##### Отрывок документа

Мне кажется, что формула ее жизни заключается вот в чем: пусть мы все время движемся через лабиринт в тупик. В тупик, из которого нет выхода. Ни вперед, ни назад. И когда мы это понимаем, то единственное, что остается. — обратить лицо к небу. Выход из тупика — через небо. Сама Наталья Леонидовна никогда не теряла из вида Христа. Он ее вел. Но мы знаем, что многие люди брадатого вида мрачно-сосредоточенно заявляют о том, что не теряют Христа из виду; так мрачно и так сосредоточенно, что нет и не может быть ни малейшего желания следовать их примеру. Наталья Леонидовна была не такова — она никому ничего не навязывала, а просто жила так свободно, так прекрасно, что каждому хотелось увидеть то, что видит она.

Когда ее отпевали, священник сказал: «Мы сегодня хороним великого человека». И ни у кого не возникло сомнения, что это именно так. А ведь Наталья Леонидовна никогда не была в центре литературной жизни, жила как будто на обочине, не была и каким-то неофициальным центром притяжения. Она жила в литературе словно птичка на жердочке. Но Божия птичка вдруг вспорхнула, улетела — и все вдруг ощутили пустоту. А это значит, что место Натальи Леонидовны в культуре было бесконечно важно — и не будет занято никем. По крайней мере в обозримом будущем. Это было именно свято место. В строгом смысле этого ответственного слова. Место свидетеля, который свидетельствует перед миром о том, что Бог — с нами. А перед Богом о том, что мы — с Ним.

##########

* Задание
Какие слова произнес священник на отпевании Натальи Леонидовны, согласно отрывку о ней? Для ответа опирайтесь только на этот отрывок.

##### Исходные данные

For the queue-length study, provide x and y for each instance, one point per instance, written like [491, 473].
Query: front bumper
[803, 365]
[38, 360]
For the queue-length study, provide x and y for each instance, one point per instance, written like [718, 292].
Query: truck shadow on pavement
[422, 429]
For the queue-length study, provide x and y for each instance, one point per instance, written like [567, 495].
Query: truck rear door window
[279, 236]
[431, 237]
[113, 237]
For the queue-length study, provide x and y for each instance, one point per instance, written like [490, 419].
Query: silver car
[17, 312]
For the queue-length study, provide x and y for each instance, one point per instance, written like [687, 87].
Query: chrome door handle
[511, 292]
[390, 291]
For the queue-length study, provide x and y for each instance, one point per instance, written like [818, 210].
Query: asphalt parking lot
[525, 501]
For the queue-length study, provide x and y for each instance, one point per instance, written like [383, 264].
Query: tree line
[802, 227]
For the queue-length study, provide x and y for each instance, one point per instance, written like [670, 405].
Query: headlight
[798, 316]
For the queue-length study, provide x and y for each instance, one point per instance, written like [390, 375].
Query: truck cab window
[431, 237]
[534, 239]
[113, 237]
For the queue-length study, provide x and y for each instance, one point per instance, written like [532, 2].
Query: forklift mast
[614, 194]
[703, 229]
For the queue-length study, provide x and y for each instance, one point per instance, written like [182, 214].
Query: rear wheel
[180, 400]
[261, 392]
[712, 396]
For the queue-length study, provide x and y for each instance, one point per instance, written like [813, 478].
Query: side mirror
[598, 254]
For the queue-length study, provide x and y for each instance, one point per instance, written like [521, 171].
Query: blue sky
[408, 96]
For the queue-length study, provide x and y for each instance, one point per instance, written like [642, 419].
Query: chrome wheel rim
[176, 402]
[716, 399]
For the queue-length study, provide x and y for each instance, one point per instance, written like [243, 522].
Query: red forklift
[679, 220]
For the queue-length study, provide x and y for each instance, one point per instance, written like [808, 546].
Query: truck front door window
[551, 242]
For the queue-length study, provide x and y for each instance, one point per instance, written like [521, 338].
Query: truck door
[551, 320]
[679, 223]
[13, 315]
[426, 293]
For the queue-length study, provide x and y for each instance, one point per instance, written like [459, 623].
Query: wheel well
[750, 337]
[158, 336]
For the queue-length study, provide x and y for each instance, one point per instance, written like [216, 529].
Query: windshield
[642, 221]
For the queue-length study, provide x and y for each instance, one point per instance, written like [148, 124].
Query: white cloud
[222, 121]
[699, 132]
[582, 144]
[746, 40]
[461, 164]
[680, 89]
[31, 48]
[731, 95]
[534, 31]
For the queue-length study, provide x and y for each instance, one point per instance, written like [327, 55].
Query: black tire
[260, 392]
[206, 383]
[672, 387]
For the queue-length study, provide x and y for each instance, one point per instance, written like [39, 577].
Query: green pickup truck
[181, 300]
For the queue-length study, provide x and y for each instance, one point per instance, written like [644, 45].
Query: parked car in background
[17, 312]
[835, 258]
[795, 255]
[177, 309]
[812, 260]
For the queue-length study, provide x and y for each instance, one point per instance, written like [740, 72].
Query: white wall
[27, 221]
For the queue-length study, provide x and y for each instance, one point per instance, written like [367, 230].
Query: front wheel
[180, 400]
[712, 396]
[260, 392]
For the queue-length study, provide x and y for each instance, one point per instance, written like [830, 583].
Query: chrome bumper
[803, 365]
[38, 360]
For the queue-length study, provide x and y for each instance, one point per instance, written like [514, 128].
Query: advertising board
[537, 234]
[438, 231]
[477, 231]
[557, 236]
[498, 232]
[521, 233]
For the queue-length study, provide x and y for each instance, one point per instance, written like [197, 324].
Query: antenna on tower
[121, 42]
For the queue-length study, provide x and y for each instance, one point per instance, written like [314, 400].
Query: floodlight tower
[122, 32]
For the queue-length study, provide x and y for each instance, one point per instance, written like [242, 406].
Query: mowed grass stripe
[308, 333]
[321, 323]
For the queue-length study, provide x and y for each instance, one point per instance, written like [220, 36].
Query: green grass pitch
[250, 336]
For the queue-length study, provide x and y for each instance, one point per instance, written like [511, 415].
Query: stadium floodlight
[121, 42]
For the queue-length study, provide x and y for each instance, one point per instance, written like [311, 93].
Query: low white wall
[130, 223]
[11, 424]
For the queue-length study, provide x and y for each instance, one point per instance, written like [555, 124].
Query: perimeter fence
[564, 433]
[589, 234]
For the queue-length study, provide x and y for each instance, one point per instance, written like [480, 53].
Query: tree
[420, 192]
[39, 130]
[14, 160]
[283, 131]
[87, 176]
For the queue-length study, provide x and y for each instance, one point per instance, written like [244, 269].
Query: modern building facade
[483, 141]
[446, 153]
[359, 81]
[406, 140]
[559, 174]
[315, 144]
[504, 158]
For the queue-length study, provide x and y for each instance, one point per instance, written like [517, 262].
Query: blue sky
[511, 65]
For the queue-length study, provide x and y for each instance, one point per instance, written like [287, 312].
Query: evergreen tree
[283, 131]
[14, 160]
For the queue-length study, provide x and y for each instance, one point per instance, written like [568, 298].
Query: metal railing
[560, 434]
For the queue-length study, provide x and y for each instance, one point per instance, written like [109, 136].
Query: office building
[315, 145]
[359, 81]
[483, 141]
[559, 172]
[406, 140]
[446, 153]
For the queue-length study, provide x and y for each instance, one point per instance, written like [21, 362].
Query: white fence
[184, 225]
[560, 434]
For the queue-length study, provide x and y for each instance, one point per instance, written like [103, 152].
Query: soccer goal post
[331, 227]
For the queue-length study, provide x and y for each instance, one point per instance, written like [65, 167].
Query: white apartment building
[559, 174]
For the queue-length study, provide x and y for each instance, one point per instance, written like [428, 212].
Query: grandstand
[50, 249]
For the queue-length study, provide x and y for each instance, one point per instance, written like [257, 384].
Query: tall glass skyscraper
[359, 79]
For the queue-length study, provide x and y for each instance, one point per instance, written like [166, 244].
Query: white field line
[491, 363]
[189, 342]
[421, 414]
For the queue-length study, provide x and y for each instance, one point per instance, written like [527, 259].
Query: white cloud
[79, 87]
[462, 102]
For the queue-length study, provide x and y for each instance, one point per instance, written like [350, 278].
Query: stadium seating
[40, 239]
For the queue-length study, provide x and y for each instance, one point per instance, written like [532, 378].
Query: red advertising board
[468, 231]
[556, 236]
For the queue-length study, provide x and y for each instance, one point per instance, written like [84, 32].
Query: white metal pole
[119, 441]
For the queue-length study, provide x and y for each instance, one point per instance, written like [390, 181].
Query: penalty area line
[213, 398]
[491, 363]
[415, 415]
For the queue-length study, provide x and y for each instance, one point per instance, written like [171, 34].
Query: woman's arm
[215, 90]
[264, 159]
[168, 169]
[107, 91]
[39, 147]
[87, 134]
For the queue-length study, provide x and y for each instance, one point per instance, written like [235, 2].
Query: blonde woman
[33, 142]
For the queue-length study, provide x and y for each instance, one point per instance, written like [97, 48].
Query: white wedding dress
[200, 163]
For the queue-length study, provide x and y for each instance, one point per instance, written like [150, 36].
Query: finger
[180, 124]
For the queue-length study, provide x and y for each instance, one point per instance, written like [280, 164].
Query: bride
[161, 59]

##########

* Решение
«Мы сегодня хороним великого человека».